- What is needed -
Write out all the entries below again, swapping "natural-language" for "plain-English" wherever it appears and keeping everything else the same. Leave the pictures out.

- Record excerpts -
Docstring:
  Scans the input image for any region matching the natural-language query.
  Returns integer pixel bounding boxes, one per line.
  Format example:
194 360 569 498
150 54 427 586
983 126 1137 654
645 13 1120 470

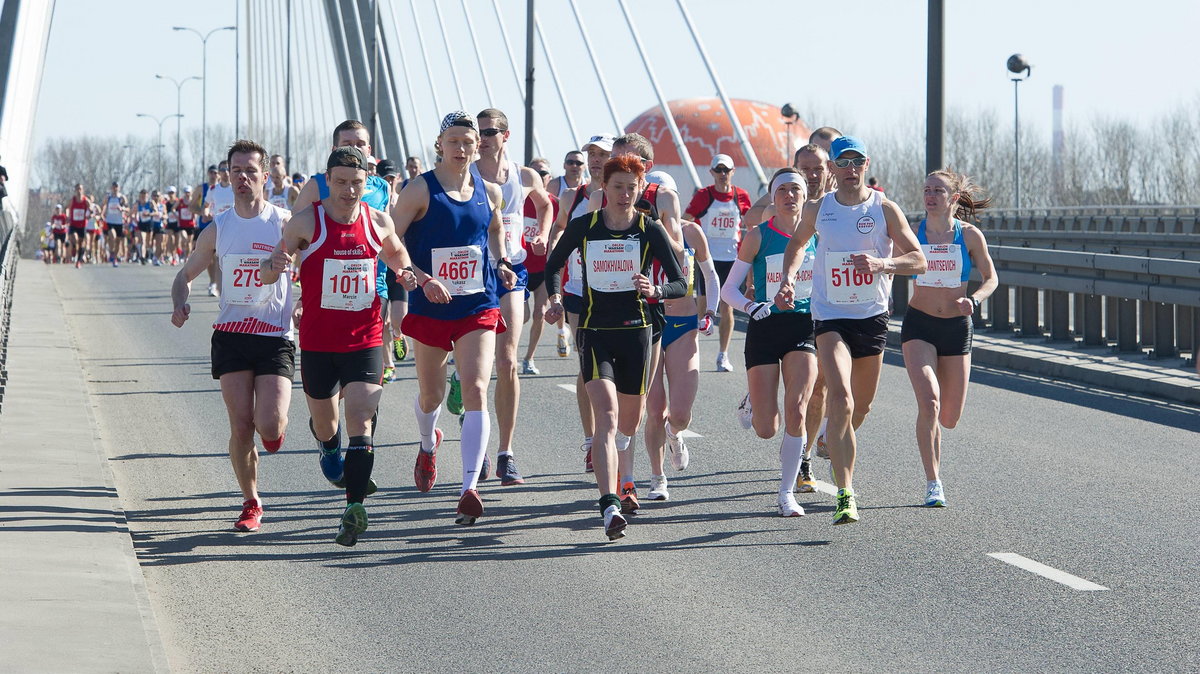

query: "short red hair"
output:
604 155 646 182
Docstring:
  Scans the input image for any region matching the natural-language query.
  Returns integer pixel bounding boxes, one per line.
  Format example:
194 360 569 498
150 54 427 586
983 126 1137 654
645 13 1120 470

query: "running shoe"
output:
496 455 524 487
233 499 263 531
604 506 629 541
646 475 671 501
413 428 442 492
454 489 484 525
620 482 638 514
925 480 946 507
446 369 466 414
737 393 754 428
833 489 858 524
796 459 817 494
672 421 691 470
334 504 367 548
779 492 804 517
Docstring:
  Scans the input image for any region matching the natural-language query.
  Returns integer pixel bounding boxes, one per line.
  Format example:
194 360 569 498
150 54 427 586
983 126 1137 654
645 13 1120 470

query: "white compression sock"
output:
779 431 804 497
460 410 492 492
413 397 442 452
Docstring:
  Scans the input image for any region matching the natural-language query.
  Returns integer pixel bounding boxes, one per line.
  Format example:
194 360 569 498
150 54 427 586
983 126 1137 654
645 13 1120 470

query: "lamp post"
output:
138 113 184 189
155 74 200 185
1008 54 1033 210
170 25 238 172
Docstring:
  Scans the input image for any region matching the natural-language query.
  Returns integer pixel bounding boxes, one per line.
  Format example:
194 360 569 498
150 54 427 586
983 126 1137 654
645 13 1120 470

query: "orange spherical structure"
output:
625 98 811 172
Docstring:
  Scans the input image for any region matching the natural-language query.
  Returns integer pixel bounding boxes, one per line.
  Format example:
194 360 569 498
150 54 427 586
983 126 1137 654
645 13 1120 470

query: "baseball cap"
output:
325 146 367 170
580 133 617 152
708 155 733 168
829 136 870 160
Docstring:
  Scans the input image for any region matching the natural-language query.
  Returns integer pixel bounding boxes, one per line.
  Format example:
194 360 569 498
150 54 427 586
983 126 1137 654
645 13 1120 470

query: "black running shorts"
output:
212 330 296 381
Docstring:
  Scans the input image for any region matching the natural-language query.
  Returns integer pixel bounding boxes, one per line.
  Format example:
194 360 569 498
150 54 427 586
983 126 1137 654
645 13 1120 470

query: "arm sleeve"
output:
704 260 750 311
545 218 589 296
646 221 688 300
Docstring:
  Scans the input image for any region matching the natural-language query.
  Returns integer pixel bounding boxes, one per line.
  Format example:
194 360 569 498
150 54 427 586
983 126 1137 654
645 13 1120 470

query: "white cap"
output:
646 170 679 192
580 133 617 152
708 155 733 169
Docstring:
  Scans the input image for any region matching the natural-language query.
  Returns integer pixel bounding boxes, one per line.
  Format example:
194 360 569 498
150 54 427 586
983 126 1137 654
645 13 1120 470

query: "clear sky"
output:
35 0 1200 172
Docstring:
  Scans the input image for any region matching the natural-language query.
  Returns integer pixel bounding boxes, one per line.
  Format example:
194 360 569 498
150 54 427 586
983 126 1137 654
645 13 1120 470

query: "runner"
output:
470 108 554 486
546 150 688 540
902 170 998 507
721 168 817 517
259 146 408 546
391 110 516 524
685 155 750 372
170 140 295 531
775 136 925 524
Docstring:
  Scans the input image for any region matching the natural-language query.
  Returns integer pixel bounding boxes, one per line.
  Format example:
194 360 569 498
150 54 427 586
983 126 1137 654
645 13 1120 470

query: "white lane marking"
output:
988 553 1108 592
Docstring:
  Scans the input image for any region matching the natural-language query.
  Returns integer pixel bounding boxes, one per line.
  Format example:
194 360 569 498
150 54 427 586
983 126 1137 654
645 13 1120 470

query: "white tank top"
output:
810 189 892 320
212 204 292 339
470 161 526 265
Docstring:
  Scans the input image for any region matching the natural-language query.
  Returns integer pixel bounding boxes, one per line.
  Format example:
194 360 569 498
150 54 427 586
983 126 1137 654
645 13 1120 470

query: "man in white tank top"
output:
170 140 295 531
775 136 925 524
473 108 554 485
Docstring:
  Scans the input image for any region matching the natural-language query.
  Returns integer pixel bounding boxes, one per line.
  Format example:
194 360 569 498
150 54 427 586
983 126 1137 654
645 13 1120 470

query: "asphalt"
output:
0 254 1200 672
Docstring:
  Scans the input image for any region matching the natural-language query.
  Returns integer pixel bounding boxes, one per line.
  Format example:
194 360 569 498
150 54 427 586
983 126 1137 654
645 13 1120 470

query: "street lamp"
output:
170 25 238 172
1008 54 1033 210
138 113 184 189
155 73 200 185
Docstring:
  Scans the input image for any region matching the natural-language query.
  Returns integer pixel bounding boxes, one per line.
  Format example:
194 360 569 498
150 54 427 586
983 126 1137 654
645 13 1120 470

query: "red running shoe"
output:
233 499 263 531
454 489 484 524
413 428 446 491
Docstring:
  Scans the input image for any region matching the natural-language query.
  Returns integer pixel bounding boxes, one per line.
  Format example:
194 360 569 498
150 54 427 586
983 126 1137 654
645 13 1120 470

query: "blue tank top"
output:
404 170 500 320
312 173 391 212
751 218 817 313
917 218 971 283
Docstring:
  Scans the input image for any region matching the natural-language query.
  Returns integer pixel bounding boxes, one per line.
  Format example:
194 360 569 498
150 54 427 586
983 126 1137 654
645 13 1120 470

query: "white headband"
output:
770 171 809 199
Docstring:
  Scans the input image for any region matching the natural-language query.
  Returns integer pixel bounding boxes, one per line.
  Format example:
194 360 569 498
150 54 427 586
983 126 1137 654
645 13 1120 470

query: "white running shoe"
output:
646 475 671 501
779 492 804 517
672 421 691 467
737 393 754 429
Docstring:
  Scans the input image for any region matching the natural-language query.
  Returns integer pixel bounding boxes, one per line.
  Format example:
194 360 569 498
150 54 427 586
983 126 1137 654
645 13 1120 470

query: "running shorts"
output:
575 327 650 396
300 347 383 401
212 330 296 381
900 306 974 357
815 313 888 359
745 312 817 369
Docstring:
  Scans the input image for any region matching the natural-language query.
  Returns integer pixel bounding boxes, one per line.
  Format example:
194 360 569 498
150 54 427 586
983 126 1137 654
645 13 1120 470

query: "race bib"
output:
221 253 275 306
916 243 962 288
500 215 526 265
320 259 376 312
824 251 876 305
430 241 484 296
586 239 642 293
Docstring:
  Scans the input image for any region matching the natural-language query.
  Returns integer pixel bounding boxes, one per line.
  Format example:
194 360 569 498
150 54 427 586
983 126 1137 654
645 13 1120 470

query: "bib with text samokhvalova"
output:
430 246 484 296
221 253 274 306
320 258 376 312
824 251 877 305
916 243 962 288
586 239 642 293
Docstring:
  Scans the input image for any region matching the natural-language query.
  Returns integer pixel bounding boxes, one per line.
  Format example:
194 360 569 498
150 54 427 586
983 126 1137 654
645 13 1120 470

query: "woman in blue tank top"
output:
721 168 817 517
391 112 516 524
900 170 998 507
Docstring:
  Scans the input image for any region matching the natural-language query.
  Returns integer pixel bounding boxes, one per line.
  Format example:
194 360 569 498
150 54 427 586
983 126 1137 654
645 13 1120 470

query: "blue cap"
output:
829 136 870 160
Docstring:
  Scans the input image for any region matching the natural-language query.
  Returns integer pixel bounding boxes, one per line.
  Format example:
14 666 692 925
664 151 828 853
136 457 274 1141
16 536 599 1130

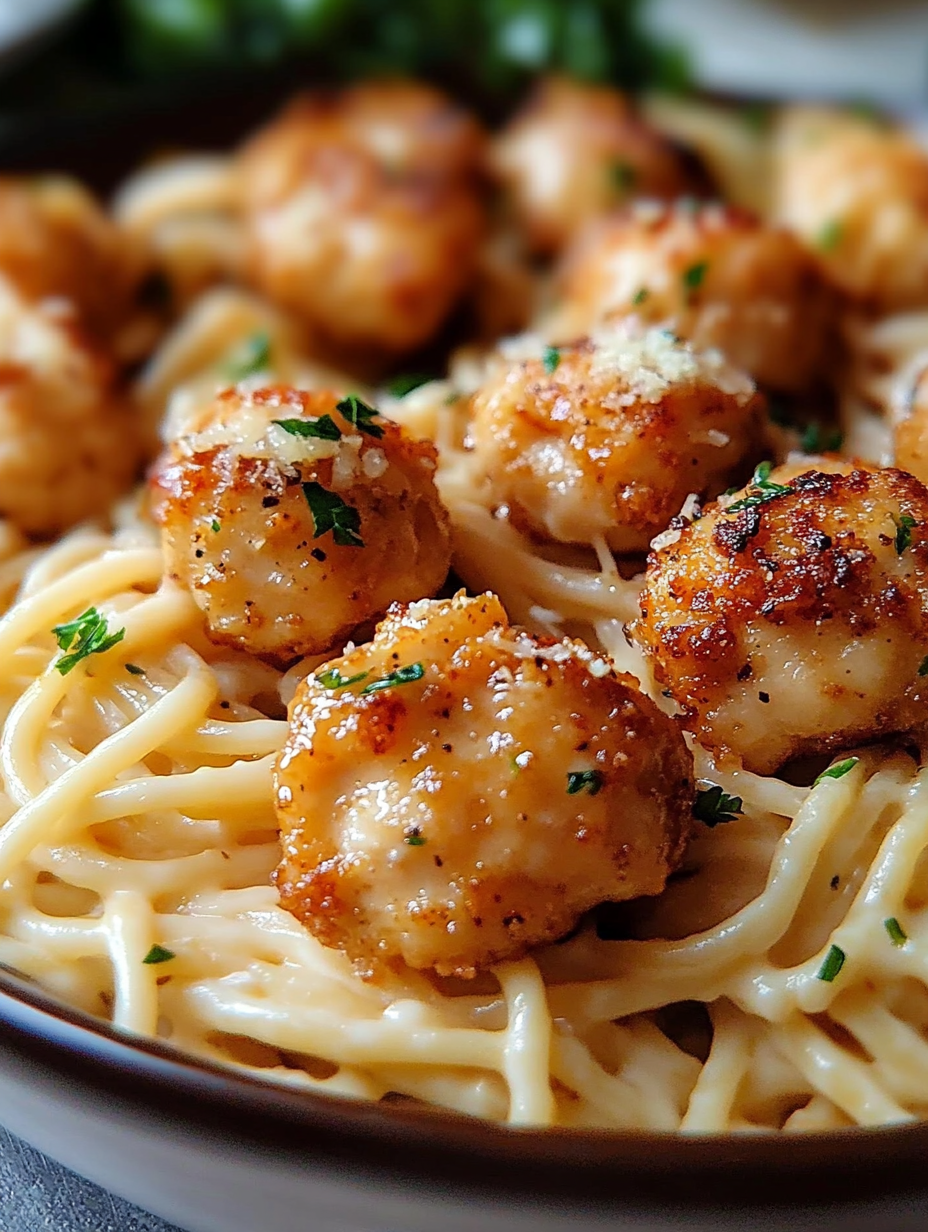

- Expected output -
Docstring:
  Scans the input image for any region matching the plain-English query.
  Returns integer pixel bounding boxes, one per line.
  Format example:
194 360 569 498
150 54 427 586
983 126 1137 654
645 13 1120 470


query: "short red hair"
output:
604 155 646 182
Docstring:
  Scans the input image for any region matching the plain-English query.
  Returns integer pixel bounding boxes, one per line.
  Format example:
194 360 569 498
150 54 427 586
983 126 1137 654
645 13 1120 470

query: "running shoe"
output:
496 455 524 487
233 499 263 531
604 506 629 541
646 475 671 501
413 428 442 492
454 489 484 525
620 482 638 514
925 480 946 507
446 369 466 414
737 393 754 428
833 489 858 524
796 459 817 494
672 421 691 470
334 504 367 548
779 492 804 517
Docstring:
  Scans the input image for any region matching the plain-English query.
  Returns integer pixel bounding boxes, one per line.
  Format example:
194 360 569 498
150 54 427 586
983 126 1137 654
645 13 1120 470

query: "white compression sock"
output:
779 431 804 497
460 410 492 492
413 397 442 452
Docstring:
  Scans the input image for any region matching the plain-English query.
  Returns integer pixel bounding boxes, one per line.
  Format example:
194 360 569 498
150 54 427 586
983 126 1137 654
645 13 1120 470

query: "lamp post"
output:
138 113 184 189
155 74 200 185
1008 54 1033 210
170 25 238 172
Docstring:
  Scans the input image for any region matching the plain-English query.
  Returns integer pixel bounding boxes, one per line.
  Format example:
194 360 569 498
150 54 427 586
983 126 1137 654
645 13 1120 470

query: "orange spherical structure"
output:
625 98 811 172
Docstring:
  Scans the input image for any region matching the plain-English query.
  Returns integer pixel bounding boxes, one per line.
  Format example:
194 360 569 498
150 54 427 586
983 126 1137 654
645 13 1120 470

query: "baseball cap"
output:
325 146 367 170
580 133 617 152
708 155 733 168
829 136 870 160
Docstring:
  Scans the input image for any region matching the plain-English query.
  Returns integer pixel bounding boxes, one per line.
  Format example:
194 360 569 498
150 54 427 586
983 126 1137 654
645 13 1120 470

query: "black running shorts"
output:
212 330 296 381
Docstring:
  Scans the input image for any region matching the plain-English query.
  Returns integer pixel bounding boxes, one per line.
  Format example:
194 360 569 498
150 54 427 586
983 126 1137 654
645 13 1120 470

query: "arm sleeve"
output:
704 260 750 311
545 218 589 296
646 221 688 300
Docstring:
  Scans the input image for any region matching the plain-English query.
  Returns integer pixel bounding boxes, one per line.
  Format example:
194 360 569 498
150 54 427 586
983 126 1137 654
645 13 1120 470

query: "white cap"
output:
646 170 679 192
580 133 617 152
708 155 733 169
Docstring:
  Scans the input image for any region matching the plain-English query.
  Returns integer pixel bounding boxes, one per line.
  Format example:
194 360 569 498
150 54 427 586
983 126 1137 654
645 13 1120 470

query: "clear sky"
output:
35 0 1200 172
Docstring:
  Scans the input image for any region matching the plain-English query.
  Returns integer pixel bounding boxes, one per line.
  Format example:
194 360 569 498
150 54 427 586
983 126 1137 654
645 13 1120 470

query: "runner"
output:
470 108 554 486
546 150 688 540
902 170 998 507
721 168 817 517
259 146 408 546
391 110 516 524
685 155 750 372
170 140 295 531
775 136 925 524
Docstring:
  Scans the input image for any region matching the plain-English query.
  Returns integer pixel bounding boxes, one per line.
  Format example:
194 360 569 498
150 54 427 586
983 126 1137 654
645 13 1120 470

query: "white lane marking"
output:
988 553 1108 592
Docstring:
  Scans the input image for any region matching the plain-English query.
  Returns integer pixel bounding boxes, one per line.
  Format example:
194 360 569 498
150 54 427 586
983 126 1137 654
645 13 1120 470

query: "white tank top"
output:
810 189 892 320
212 204 292 339
470 161 526 265
Docstring:
  Scans the input image for any region matching the plain-English query.
  Returns integer pixel bounding boxes, one per line.
  Format example:
194 360 569 498
150 54 427 586
983 126 1137 654
645 13 1120 470

query: "man in white tank top"
output:
170 140 295 531
775 136 925 524
473 108 554 485
Docstring:
  Scans the input image for any region matching the plain-English query.
  Returns integer pixel bounding boxes, one per line.
  Format example:
194 360 569 498
150 54 427 586
983 126 1137 654
645 13 1120 470

query: "asphalt"
output:
0 254 1200 672
Docstring:
  Scans the input image for any region matching the plain-English query.
  Returns integer pixel bounding boxes, one per line.
  Format example:
194 360 569 498
150 54 427 586
983 126 1137 654
645 13 1120 470

query: "street lamp"
output:
170 25 238 172
1008 54 1033 210
138 113 184 189
155 73 200 185
Docstring:
  Scans the input image for any region matching the plain-English query.
  Returns integer pixel bounding boxes, one per line.
  Format example:
194 360 569 498
150 54 427 586
983 126 1137 654
645 13 1120 470

query: "red running shoe"
output:
233 499 263 531
454 489 484 524
413 428 446 491
Docstring:
  Scans the input image for any region matching the plain-English query.
  Returns integer pixel bounding boxes, one per line.
  Format example:
194 360 569 498
150 54 427 586
983 126 1137 654
645 13 1120 470

query: "blue tank top"
output:
404 170 500 320
312 173 391 212
751 218 817 313
917 218 971 283
Docstring:
  Scans the input image for any region matching the plain-English query.
  Returns integer pixel bounding boxes, one per line.
  Format example:
194 360 569 498
150 54 427 586
983 126 1137 654
645 13 1120 470

query: "white headband"
output:
770 171 809 199
Docstring:
  Scans the input image for any region matching the plain-English query.
  Returns integer pixel bounding boxes, one per line.
  Format example:
194 360 569 498
150 54 427 586
983 126 1137 654
645 13 1120 470

query: "white running shoe"
output:
646 475 671 501
779 492 804 517
672 421 691 467
737 393 754 429
Docstring:
  Scans the input image for any region matching the plain-English query.
  Returns integer pixel bounding boxes, one per line.
  Format example:
194 360 569 498
150 54 427 586
983 126 1137 654
645 13 1120 470

query: "running shorts"
output:
575 327 650 396
300 347 383 401
212 330 296 381
900 306 974 357
815 313 888 359
745 312 817 369
Docstring:
  Scans the input image for any region matching the plain-English query.
  Returns integer pixel bounding boxes, one per line.
  Format example:
194 360 569 498
150 54 427 586
983 126 1137 654
645 13 1120 470

query: "race bib"
output:
221 253 275 306
916 243 962 288
500 215 526 265
320 259 376 312
824 251 876 305
430 241 484 296
586 239 642 293
Docstring:
  Scans the input image for any region matching the plain-English query.
  Returns integer pixel bounding boxes, one per line.
  Format example:
194 360 569 498
150 54 427 586
983 126 1137 654
645 13 1120 470

query: "bib with text samokhvalova"
output:
430 246 484 296
221 253 274 306
320 258 376 312
824 251 877 305
916 243 962 288
586 239 642 293
Docstring:
  Scans the input image for any region matching the plain-English query.
  Returns integer pixel bounding boxes, one per line.
  Format example:
194 360 569 498
150 54 427 586
983 126 1137 654
645 13 1120 470

query: "woman in blue tank top"
output:
721 168 817 517
391 112 516 524
900 170 998 507
Docstring:
  Scans the input image for any region matching the plain-English query.
  Returns integer pixel bounding boxes, one per line.
  Format example:
194 360 569 498
150 54 427 586
983 126 1137 654
645 13 1120 470

query: "blue cap"
output:
829 136 870 160
Docstring:
  Scans the input image for any region matching the plain-English query.
  Returns integer pixel bounding boxes, one per line.
  Format example:
14 666 692 925
664 151 828 853
136 457 274 1141
16 536 599 1130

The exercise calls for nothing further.